**TASK TO CARRY OUT**:
Go through the records below and report each line with "sash" in it.
---
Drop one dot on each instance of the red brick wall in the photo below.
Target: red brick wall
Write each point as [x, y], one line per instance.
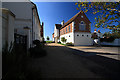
[62, 30]
[78, 20]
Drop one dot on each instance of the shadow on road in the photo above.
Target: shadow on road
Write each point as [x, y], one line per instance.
[110, 67]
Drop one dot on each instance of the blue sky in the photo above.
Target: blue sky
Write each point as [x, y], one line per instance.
[52, 13]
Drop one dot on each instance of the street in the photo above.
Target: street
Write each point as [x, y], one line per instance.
[65, 62]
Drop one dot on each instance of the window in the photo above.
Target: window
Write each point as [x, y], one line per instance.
[82, 26]
[81, 16]
[69, 28]
[66, 29]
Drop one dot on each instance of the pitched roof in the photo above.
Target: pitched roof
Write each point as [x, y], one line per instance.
[73, 18]
[58, 26]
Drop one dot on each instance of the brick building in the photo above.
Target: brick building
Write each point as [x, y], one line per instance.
[76, 30]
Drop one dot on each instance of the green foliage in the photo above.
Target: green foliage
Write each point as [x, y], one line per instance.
[48, 38]
[110, 13]
[63, 39]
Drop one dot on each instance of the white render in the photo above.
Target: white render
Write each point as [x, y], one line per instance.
[82, 40]
[8, 20]
[76, 37]
[0, 41]
[56, 32]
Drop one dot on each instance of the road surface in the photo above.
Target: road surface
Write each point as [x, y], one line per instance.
[64, 62]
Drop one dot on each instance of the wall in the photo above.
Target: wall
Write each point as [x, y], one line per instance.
[22, 10]
[8, 20]
[0, 41]
[62, 30]
[79, 19]
[116, 42]
[36, 26]
[56, 32]
[69, 37]
[82, 40]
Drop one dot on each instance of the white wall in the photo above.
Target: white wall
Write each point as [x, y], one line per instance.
[82, 40]
[7, 27]
[69, 39]
[11, 22]
[22, 10]
[36, 26]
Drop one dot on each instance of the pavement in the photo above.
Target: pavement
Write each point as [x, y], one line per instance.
[64, 62]
[114, 51]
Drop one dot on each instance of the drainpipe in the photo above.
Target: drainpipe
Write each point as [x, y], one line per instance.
[32, 27]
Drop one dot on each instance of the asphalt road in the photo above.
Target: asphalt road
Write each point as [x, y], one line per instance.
[64, 62]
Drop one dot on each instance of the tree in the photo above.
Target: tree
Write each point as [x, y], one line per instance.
[48, 38]
[109, 13]
[63, 39]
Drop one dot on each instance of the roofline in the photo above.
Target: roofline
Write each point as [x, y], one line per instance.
[74, 19]
[7, 10]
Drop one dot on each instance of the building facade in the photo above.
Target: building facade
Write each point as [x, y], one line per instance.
[77, 30]
[27, 21]
[57, 32]
[8, 21]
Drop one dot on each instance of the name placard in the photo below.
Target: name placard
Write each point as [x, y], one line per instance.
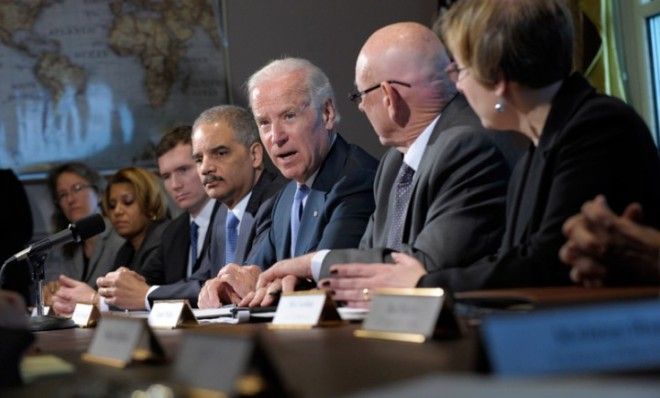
[305, 309]
[47, 311]
[119, 341]
[85, 315]
[170, 314]
[412, 315]
[623, 336]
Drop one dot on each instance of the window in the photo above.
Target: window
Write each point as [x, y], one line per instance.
[640, 43]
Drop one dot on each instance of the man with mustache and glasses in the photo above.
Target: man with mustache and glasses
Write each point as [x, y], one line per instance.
[328, 203]
[228, 158]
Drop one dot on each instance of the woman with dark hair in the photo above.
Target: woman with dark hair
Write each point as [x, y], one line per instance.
[75, 189]
[137, 207]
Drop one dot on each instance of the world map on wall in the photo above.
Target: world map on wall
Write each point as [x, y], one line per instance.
[100, 81]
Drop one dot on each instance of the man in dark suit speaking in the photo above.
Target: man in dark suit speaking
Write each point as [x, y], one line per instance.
[440, 189]
[329, 201]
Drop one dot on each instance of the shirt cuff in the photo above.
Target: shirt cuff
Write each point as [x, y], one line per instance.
[146, 298]
[317, 262]
[103, 306]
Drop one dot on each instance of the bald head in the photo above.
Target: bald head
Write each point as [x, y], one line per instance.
[406, 62]
[405, 51]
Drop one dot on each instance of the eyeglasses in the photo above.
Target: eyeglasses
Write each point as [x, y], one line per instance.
[75, 188]
[356, 96]
[454, 72]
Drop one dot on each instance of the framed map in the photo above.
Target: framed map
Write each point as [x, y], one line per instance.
[100, 81]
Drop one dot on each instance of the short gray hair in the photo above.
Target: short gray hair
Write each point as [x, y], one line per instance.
[240, 120]
[317, 83]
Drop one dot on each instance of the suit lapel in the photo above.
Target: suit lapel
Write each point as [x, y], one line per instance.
[310, 220]
[245, 236]
[283, 244]
[207, 238]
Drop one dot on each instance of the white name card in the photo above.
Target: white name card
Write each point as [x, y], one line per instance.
[412, 315]
[120, 340]
[305, 309]
[171, 314]
[47, 311]
[604, 337]
[85, 315]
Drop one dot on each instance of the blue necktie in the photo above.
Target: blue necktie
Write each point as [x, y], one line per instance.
[403, 190]
[194, 234]
[296, 214]
[231, 237]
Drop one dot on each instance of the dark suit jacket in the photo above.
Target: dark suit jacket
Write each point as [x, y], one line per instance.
[100, 263]
[254, 224]
[136, 260]
[591, 144]
[456, 209]
[337, 210]
[170, 263]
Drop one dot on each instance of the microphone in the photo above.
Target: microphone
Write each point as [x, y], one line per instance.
[76, 232]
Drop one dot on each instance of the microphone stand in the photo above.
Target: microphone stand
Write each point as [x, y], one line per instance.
[42, 322]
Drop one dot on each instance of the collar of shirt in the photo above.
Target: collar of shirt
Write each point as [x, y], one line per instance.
[413, 156]
[204, 217]
[311, 178]
[240, 207]
[203, 220]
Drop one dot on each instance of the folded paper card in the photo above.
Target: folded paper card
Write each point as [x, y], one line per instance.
[305, 309]
[413, 315]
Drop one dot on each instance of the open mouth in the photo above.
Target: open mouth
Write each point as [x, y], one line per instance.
[211, 180]
[287, 155]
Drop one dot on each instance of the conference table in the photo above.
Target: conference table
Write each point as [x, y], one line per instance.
[318, 362]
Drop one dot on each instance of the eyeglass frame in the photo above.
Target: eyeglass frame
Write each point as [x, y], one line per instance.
[73, 190]
[453, 71]
[356, 95]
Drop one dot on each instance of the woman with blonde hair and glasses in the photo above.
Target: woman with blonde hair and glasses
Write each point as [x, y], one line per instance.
[137, 207]
[76, 189]
[513, 63]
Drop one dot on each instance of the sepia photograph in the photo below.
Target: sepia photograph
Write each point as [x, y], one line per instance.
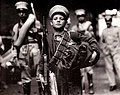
[60, 47]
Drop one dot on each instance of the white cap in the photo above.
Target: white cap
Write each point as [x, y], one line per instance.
[22, 5]
[58, 9]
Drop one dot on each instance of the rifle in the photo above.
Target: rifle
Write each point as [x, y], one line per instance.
[50, 84]
[45, 58]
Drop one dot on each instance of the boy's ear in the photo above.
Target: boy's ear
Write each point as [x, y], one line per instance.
[51, 23]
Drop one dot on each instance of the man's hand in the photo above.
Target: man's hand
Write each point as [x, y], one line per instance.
[93, 57]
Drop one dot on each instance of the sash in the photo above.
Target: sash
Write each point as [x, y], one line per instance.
[65, 52]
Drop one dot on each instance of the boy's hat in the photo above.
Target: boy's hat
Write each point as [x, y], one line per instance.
[21, 4]
[59, 9]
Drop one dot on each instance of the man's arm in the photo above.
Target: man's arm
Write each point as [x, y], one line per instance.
[24, 29]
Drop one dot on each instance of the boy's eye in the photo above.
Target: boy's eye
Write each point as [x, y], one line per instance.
[62, 18]
[55, 18]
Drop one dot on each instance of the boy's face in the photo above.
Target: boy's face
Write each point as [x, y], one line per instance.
[22, 13]
[81, 18]
[58, 21]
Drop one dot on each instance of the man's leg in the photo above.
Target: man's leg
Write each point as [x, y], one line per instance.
[110, 72]
[90, 79]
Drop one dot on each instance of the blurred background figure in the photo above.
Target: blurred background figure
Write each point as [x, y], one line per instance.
[27, 42]
[67, 26]
[84, 27]
[110, 45]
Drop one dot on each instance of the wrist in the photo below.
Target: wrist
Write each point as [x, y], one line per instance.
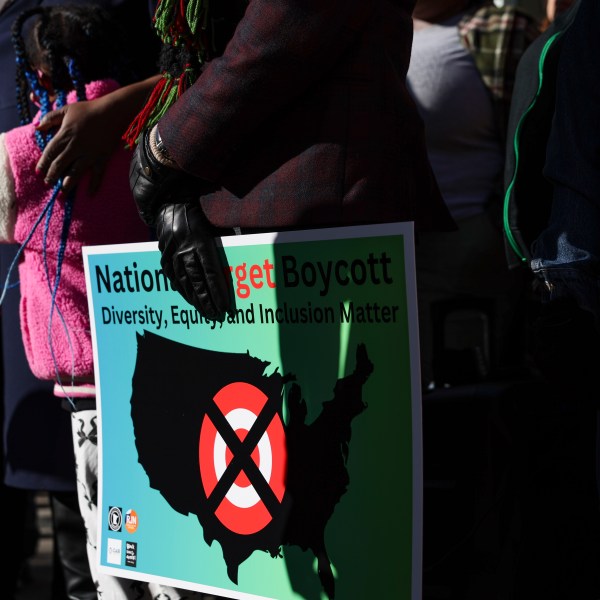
[158, 149]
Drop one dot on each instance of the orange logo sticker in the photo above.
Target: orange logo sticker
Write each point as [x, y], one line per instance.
[131, 520]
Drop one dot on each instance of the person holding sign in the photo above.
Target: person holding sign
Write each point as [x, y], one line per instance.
[65, 54]
[297, 116]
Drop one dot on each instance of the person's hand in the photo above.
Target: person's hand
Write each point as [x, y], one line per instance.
[154, 183]
[84, 142]
[192, 261]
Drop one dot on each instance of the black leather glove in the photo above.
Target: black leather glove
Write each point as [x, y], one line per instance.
[191, 260]
[154, 184]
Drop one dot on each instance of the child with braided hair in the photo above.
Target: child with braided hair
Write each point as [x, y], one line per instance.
[66, 54]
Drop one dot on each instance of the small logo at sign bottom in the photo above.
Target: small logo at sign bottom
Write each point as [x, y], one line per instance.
[130, 554]
[113, 551]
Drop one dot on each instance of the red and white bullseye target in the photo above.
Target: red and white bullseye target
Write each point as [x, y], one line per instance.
[242, 510]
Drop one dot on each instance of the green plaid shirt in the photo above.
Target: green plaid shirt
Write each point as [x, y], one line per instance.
[497, 38]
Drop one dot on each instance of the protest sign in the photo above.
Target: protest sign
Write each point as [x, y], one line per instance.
[276, 454]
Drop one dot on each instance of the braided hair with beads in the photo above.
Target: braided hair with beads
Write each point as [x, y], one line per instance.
[192, 33]
[59, 49]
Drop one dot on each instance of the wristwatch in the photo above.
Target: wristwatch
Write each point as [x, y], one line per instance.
[158, 148]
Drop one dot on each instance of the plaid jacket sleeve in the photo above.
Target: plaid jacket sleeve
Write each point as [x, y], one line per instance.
[497, 37]
[278, 50]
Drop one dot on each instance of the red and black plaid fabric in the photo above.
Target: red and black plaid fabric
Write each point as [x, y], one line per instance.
[305, 120]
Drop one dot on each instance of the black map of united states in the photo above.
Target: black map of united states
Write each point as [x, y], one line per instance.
[173, 394]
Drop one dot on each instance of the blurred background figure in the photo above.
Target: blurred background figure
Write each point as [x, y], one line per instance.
[461, 75]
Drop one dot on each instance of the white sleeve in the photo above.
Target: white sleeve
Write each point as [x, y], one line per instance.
[8, 201]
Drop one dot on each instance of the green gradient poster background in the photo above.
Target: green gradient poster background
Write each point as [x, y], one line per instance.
[305, 301]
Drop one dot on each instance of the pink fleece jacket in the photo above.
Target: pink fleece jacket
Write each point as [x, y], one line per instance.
[109, 217]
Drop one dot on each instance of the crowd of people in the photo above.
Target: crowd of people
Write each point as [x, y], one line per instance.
[245, 116]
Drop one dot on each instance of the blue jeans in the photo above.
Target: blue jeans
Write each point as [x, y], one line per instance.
[567, 253]
[566, 256]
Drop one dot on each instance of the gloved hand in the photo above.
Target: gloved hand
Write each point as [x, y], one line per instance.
[191, 260]
[154, 183]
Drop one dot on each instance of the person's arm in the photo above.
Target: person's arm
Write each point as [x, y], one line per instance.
[89, 132]
[8, 201]
[278, 51]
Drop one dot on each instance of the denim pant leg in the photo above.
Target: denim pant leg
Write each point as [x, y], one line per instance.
[566, 256]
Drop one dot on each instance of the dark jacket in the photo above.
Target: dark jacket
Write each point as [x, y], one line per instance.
[528, 196]
[305, 120]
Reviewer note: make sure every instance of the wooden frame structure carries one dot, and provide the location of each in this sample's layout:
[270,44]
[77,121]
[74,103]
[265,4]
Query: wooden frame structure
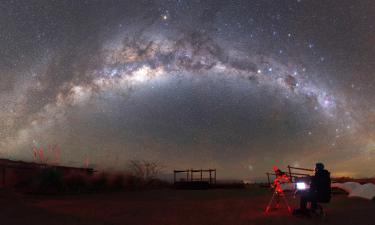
[191,175]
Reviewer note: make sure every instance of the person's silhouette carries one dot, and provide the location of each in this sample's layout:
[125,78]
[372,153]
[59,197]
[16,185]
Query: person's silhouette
[320,189]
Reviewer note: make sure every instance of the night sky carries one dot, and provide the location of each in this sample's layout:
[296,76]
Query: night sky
[238,86]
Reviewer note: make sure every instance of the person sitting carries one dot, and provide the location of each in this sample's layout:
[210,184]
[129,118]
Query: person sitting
[319,191]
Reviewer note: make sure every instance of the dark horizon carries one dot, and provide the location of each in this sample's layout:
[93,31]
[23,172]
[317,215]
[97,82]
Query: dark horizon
[238,86]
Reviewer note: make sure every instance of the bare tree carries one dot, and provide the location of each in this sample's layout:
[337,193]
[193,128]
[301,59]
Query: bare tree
[145,170]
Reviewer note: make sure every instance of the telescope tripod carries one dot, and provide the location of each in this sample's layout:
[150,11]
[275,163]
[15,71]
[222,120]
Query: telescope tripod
[276,196]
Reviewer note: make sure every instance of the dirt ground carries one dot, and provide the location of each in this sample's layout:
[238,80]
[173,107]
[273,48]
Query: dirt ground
[167,207]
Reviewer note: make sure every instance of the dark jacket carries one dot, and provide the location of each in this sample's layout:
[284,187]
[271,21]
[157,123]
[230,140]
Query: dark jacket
[320,186]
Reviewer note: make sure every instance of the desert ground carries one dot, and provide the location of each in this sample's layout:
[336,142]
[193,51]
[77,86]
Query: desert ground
[172,207]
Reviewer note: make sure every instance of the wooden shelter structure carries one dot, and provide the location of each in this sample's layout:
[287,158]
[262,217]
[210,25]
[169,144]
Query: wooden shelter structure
[194,178]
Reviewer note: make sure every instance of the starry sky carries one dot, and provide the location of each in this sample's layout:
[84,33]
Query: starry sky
[234,85]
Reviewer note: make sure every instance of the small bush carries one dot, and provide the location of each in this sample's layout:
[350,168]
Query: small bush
[100,183]
[76,183]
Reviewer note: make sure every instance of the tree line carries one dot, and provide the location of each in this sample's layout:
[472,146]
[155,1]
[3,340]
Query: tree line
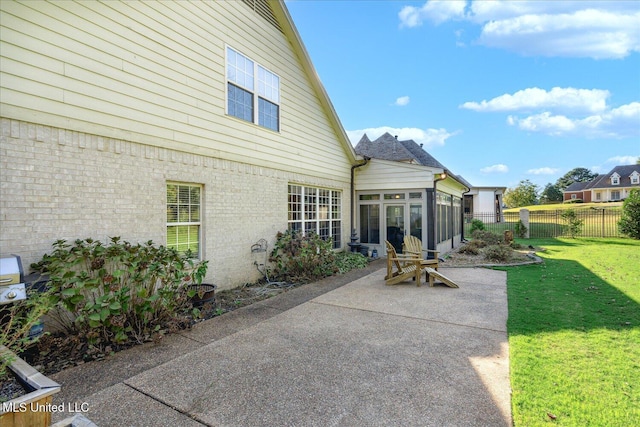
[527,193]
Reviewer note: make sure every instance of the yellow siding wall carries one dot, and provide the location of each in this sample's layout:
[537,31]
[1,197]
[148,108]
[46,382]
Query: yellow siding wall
[386,175]
[154,73]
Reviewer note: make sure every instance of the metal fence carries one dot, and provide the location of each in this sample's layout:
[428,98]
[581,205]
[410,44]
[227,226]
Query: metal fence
[595,223]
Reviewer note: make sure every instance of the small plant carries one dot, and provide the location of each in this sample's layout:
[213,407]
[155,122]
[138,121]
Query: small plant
[347,261]
[118,293]
[520,229]
[516,246]
[470,248]
[629,223]
[574,224]
[489,237]
[301,258]
[476,224]
[498,253]
[16,323]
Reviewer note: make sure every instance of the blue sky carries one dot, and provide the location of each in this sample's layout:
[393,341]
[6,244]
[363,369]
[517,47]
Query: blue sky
[497,91]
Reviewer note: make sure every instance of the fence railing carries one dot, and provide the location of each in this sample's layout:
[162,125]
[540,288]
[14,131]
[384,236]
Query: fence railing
[595,223]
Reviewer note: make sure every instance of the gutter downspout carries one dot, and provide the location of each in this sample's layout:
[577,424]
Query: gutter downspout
[353,191]
[462,219]
[434,225]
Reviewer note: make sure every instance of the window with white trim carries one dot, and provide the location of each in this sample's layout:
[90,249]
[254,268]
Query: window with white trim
[253,92]
[184,213]
[317,210]
[615,179]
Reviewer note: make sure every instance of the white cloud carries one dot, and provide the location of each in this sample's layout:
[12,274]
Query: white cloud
[621,122]
[428,137]
[623,160]
[499,168]
[402,101]
[436,11]
[543,171]
[558,99]
[593,29]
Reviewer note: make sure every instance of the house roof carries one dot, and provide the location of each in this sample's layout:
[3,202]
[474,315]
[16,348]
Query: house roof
[624,172]
[388,147]
[604,180]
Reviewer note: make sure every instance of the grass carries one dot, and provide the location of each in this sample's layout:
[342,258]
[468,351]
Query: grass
[574,334]
[562,206]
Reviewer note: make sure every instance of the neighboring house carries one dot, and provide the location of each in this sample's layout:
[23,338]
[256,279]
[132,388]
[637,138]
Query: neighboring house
[194,124]
[484,203]
[610,187]
[403,190]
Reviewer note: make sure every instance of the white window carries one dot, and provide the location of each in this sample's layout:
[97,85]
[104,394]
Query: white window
[253,92]
[615,179]
[184,208]
[317,210]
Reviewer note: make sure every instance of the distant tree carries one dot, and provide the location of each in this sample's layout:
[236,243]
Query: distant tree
[524,194]
[630,222]
[575,175]
[550,194]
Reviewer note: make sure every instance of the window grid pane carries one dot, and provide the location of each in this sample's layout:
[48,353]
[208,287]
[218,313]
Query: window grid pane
[315,210]
[268,114]
[240,103]
[183,217]
[268,85]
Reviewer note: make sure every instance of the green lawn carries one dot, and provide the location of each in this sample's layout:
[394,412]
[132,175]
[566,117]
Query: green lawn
[561,206]
[574,334]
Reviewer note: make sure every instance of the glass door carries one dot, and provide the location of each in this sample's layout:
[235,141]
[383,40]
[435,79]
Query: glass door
[394,219]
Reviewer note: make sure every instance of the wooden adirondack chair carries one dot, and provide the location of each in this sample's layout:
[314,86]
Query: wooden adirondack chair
[400,269]
[413,247]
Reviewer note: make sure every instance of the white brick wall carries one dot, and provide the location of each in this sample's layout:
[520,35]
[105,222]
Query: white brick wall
[59,184]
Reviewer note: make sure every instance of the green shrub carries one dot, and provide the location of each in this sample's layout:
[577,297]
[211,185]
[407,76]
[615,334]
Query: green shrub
[476,224]
[574,224]
[471,248]
[119,293]
[629,223]
[347,261]
[16,321]
[301,258]
[488,237]
[498,253]
[520,229]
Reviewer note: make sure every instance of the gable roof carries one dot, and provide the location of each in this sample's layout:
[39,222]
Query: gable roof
---
**WRITTEN REPLY**:
Drop one dot on each instance of the sash in the photo above.
Target: sash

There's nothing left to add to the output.